— START MATERIAL SHOWN —

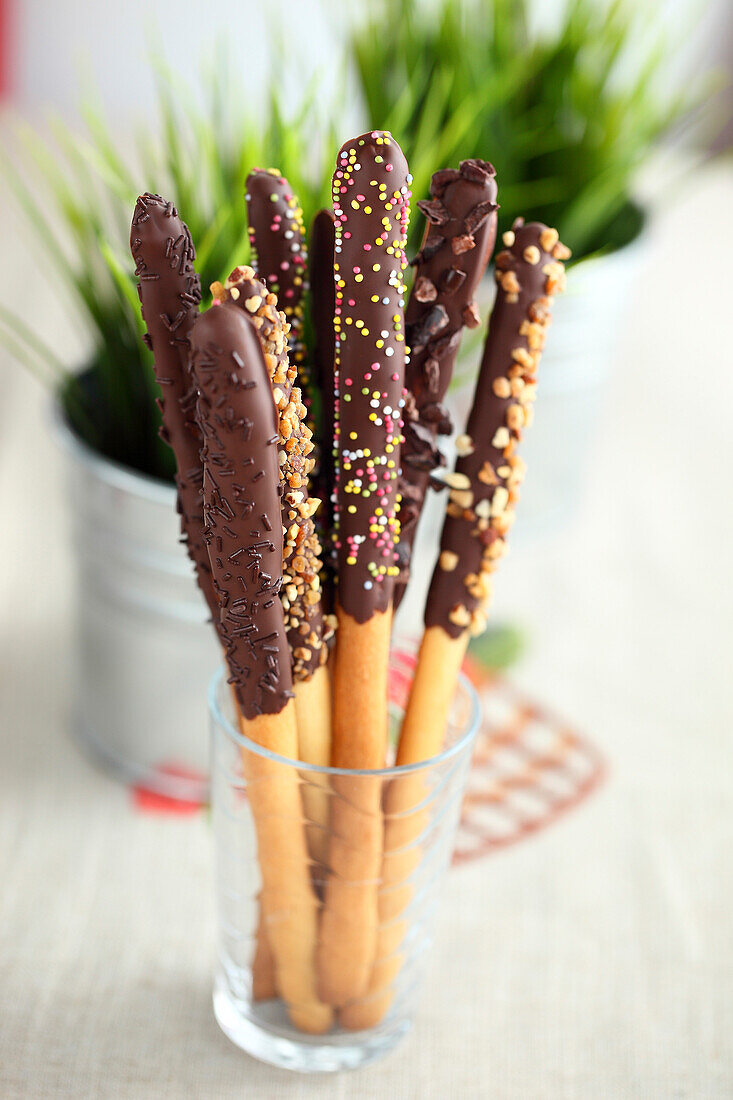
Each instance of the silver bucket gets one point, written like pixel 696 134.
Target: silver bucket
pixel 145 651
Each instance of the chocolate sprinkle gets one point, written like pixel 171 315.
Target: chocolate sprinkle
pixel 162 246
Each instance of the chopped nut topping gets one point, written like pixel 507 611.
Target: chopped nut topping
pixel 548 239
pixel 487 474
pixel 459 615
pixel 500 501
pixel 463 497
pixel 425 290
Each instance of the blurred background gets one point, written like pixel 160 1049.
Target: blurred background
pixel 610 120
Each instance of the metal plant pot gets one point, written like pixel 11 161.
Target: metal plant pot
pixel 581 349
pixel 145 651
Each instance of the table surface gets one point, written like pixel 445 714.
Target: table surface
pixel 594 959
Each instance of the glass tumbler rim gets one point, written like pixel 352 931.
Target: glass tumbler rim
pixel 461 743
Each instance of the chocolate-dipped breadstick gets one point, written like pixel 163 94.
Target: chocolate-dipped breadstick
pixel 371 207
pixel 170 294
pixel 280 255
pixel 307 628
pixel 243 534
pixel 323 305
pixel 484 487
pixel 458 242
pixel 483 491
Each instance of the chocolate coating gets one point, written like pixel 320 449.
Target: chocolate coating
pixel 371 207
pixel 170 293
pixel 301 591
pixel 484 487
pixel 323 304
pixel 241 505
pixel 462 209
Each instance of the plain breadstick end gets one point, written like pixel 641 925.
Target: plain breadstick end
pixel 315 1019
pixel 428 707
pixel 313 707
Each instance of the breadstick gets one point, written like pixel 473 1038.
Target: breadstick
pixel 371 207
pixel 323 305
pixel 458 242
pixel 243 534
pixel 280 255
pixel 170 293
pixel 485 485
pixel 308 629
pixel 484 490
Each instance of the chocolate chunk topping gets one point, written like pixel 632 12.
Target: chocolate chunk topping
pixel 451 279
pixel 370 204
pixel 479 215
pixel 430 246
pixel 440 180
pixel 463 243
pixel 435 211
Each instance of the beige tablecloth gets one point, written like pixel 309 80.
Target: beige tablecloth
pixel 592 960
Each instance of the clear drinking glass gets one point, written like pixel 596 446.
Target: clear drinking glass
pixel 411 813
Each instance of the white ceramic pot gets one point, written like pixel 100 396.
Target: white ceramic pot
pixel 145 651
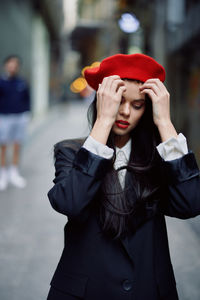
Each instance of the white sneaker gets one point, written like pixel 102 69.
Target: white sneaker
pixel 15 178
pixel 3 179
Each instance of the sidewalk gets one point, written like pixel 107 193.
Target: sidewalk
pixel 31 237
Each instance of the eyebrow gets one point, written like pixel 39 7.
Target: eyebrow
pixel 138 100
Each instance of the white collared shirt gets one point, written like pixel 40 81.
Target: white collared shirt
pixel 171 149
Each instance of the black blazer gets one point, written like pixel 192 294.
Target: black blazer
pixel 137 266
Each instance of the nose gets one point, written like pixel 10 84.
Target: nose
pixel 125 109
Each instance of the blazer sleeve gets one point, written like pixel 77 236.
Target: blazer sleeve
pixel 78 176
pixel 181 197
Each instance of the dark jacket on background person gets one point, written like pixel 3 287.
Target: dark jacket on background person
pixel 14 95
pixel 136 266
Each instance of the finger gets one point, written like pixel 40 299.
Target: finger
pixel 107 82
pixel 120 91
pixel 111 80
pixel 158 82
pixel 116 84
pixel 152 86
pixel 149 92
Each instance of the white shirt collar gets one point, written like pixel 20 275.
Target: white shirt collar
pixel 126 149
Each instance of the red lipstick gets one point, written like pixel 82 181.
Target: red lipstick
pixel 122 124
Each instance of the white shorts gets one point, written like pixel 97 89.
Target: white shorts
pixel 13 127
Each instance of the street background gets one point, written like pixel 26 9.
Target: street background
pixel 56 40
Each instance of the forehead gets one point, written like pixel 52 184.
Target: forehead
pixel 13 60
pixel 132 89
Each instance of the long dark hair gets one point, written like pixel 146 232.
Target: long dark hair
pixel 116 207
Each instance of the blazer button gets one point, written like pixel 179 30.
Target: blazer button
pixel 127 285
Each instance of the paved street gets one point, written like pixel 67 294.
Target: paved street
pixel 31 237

— END MATERIAL SHOWN —

### [THE REQUEST]
Print every line of the records above word for word, leaving out the pictures.

### [COMPLETED TASK]
Each instance of the silver bucket gets one point, written like pixel 696 134.
Target: silver bucket
pixel 145 651
Each instance of the chocolate sprinkle gets one point, written like pixel 171 315.
Target: chocolate sprinkle
pixel 162 246
Each instance of the chopped nut topping gets one point, written like pixel 507 611.
Target: chopped nut topping
pixel 548 239
pixel 487 474
pixel 459 615
pixel 500 501
pixel 463 497
pixel 425 290
Each instance of the blurred background gets one point, written like pixel 160 1049.
Target: blurred background
pixel 610 120
Each instance of the metal plant pot gets one point, written like pixel 11 161.
Target: metal plant pot
pixel 581 349
pixel 145 651
Each instance of the table surface gets one point, written like pixel 445 714.
Target: table surface
pixel 594 959
Each instance of the glass tumbler rim gets one point, written like pixel 352 931.
Target: glass tumbler rim
pixel 461 743
Each instance of the chocolate-dipped breadstick gets one point, written like pixel 163 94.
Target: chocolate-dipped breadstick
pixel 371 207
pixel 170 294
pixel 280 255
pixel 307 628
pixel 243 534
pixel 323 305
pixel 484 487
pixel 458 242
pixel 483 491
Each instance of the chocolate coating gets one point, written like pixel 320 449.
Target: chocolate coating
pixel 371 207
pixel 170 293
pixel 301 591
pixel 484 487
pixel 323 304
pixel 241 505
pixel 462 209
Each instance of the plain breadstick end gets one point, written like pixel 641 925.
Target: plain breadstick end
pixel 315 1019
pixel 428 707
pixel 313 707
Each instance of the breadstick gets one point, written like pixel 473 1038.
Target: breadstick
pixel 371 207
pixel 323 305
pixel 458 242
pixel 243 534
pixel 280 255
pixel 170 293
pixel 485 485
pixel 308 629
pixel 484 490
Each instance of the chocolate chunk topping gets one point, written like pixel 632 12.
Target: chocolate chunk topping
pixel 451 279
pixel 370 204
pixel 479 215
pixel 430 246
pixel 440 180
pixel 463 243
pixel 435 211
Each instance of the beige tablecloth gets one point, written like pixel 309 80.
Target: beige tablecloth
pixel 592 960
Each instance of the clear drinking glass gets one point, written like pixel 596 446.
Target: clear drinking glass
pixel 411 813
Each instance of the white ceramic pot gets one point, written like pixel 100 396.
Target: white ceramic pot
pixel 145 651
Each instance of the white sneaker gets one point, written like pixel 102 69.
Target: white sneaker
pixel 15 178
pixel 3 179
Each instance of the sidewalk gets one point, written like pixel 107 193.
Target: sidewalk
pixel 31 237
Each instance of the eyebrow gets one point, written like pixel 39 7.
Target: eyebrow
pixel 138 100
Each instance of the white collared shirt gets one point, written like pixel 40 81.
Target: white collared shirt
pixel 171 149
Each instance of the black blazer gets one point, written like pixel 192 294.
Target: black blazer
pixel 137 266
Each instance of the nose gets one point, written like pixel 10 84.
Target: nose
pixel 125 109
Each instance of the blazer sleeve gets one point, written like pixel 77 236.
Target: blazer sleeve
pixel 78 176
pixel 181 197
Each instance of the dark jacket on background person gets one point, written like pixel 3 287.
Target: dark jacket on background person
pixel 14 95
pixel 136 266
Each instance of the finger gets one point, written like pixel 40 299.
Target: finger
pixel 107 82
pixel 120 91
pixel 111 80
pixel 158 82
pixel 116 84
pixel 152 86
pixel 149 92
Each instance of the white shirt collar gets one point, written like pixel 20 275.
Target: white shirt collar
pixel 126 149
Each instance of the red lipstick gets one point, written like pixel 82 181.
Target: red lipstick
pixel 122 124
Each instance of the white shorts gets one point, written like pixel 97 89.
Target: white shorts
pixel 13 127
Each instance of the street background gets one point, written like pixel 26 9.
Target: street background
pixel 56 40
Each instance of the forehead gets one point, written like pixel 52 184.
Target: forehead
pixel 13 60
pixel 132 89
Each instance of the long dark hair gets one point, written like pixel 146 232.
Target: long dark hair
pixel 116 207
Each instance of the blazer button gets one point, written like pixel 179 30.
Target: blazer button
pixel 127 285
Each instance of the paved street gets one point, written like pixel 67 294.
Target: paved street
pixel 31 237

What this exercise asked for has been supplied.